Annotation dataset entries
--- Begin ---

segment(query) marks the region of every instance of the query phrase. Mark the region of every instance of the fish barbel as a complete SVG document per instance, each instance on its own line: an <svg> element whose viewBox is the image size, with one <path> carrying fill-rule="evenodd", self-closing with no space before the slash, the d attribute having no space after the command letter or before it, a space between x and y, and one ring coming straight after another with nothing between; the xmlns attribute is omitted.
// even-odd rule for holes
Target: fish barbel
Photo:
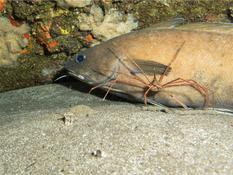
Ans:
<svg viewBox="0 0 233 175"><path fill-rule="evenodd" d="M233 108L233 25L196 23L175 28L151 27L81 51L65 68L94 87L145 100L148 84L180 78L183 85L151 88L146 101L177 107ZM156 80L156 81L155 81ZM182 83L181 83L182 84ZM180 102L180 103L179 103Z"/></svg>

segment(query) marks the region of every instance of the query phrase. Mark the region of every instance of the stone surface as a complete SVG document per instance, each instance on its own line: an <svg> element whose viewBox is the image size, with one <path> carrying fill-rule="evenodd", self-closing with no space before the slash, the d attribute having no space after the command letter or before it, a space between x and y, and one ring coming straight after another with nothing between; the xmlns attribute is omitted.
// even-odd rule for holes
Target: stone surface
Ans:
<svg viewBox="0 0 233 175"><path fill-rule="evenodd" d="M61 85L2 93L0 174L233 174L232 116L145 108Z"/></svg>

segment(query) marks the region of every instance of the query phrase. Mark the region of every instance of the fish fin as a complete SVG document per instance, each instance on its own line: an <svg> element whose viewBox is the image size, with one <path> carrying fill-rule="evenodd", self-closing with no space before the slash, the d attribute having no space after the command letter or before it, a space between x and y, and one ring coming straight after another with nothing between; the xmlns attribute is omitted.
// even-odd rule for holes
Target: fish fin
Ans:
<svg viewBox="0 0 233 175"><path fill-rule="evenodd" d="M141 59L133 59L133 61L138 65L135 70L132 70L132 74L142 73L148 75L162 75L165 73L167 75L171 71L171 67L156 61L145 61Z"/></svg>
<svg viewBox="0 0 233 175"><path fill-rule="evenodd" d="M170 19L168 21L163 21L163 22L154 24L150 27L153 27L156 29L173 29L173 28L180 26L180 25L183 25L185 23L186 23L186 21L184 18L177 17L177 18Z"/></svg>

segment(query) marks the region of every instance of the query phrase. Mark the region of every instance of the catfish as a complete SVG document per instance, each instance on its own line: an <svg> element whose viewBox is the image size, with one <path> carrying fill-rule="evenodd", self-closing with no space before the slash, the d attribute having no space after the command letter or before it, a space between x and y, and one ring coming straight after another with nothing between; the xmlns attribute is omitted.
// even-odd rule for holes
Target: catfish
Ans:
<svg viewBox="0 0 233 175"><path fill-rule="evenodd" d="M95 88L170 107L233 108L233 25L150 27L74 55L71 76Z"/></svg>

--- End ---

Stated goal –
Repeat the lines above exactly, and keep every picture out.

Correct response –
segment(query) marks the region of every instance of the query phrase. Mark the region of every instance of the fish barbel as a complete SVG document per instance, each instance on its own line: an <svg> element whose viewBox is the image size, with one <path> carrying fill-rule="evenodd", self-closing with no space before the slash, the d attribute having no space after the command letter or before it, a space between x and y, and one ring coming straight after another with nothing between; the xmlns attribute is omitted.
// even-odd rule for holes
Target: fish barbel
Photo:
Ans:
<svg viewBox="0 0 233 175"><path fill-rule="evenodd" d="M233 108L233 25L196 23L175 28L151 27L81 51L65 68L94 87L145 100L148 84L180 78L183 85L151 88L146 101L177 107ZM156 80L156 81L155 81ZM182 83L181 83L182 84ZM180 102L180 103L179 103Z"/></svg>

segment(query) marks the region of every instance of the query phrase. Mark the region of every instance of the stone surface as a complete SVG document per instance, each instance on its own line: an <svg> element whose viewBox is the image size, with one <path> carrying fill-rule="evenodd", self-closing with no space before the slash, the d attribute having no space after the command letter or before it, a space between x and y, and one ring coming straight after another with nothing between; the xmlns attribute is omitted.
// even-odd rule for holes
Target: stone surface
Ans:
<svg viewBox="0 0 233 175"><path fill-rule="evenodd" d="M61 85L2 93L0 174L233 174L232 116L145 108Z"/></svg>

segment(query) marks the region of every instance of the query phrase. Mark the region of every instance of the fish fin as a complete SVG document per instance, each instance on its own line: an <svg> element whose viewBox is the image size, with one <path> carrying fill-rule="evenodd", self-closing with no space before the slash, the d attribute having no space after the command letter or before it, a space between x and y, and one ring coming straight after another with nothing between; the xmlns attribute is omitted.
// even-odd rule for holes
Target: fish fin
Ans:
<svg viewBox="0 0 233 175"><path fill-rule="evenodd" d="M141 59L133 59L133 61L138 65L135 70L132 70L132 74L142 73L148 75L162 75L165 73L167 75L171 71L171 67L156 61L145 61Z"/></svg>
<svg viewBox="0 0 233 175"><path fill-rule="evenodd" d="M170 19L168 21L163 21L163 22L154 24L150 27L153 27L156 29L173 29L173 28L180 26L180 25L183 25L185 23L186 23L186 21L184 18L177 17L177 18Z"/></svg>

segment(query) marks the region of every instance of the query phrase. Mark the region of every instance of the catfish as a complete SVG document per instance, each instance on its own line: an <svg> element whose viewBox is the image size, with one <path> carrying fill-rule="evenodd", self-closing with no space before the slash, the d attribute having no space after the command letter or before it, a space between x and y, and one ring coming straight after another with nothing between; the xmlns attribute is omitted.
// even-odd rule for holes
Target: catfish
Ans:
<svg viewBox="0 0 233 175"><path fill-rule="evenodd" d="M95 88L170 107L233 108L233 25L150 27L74 55L71 76Z"/></svg>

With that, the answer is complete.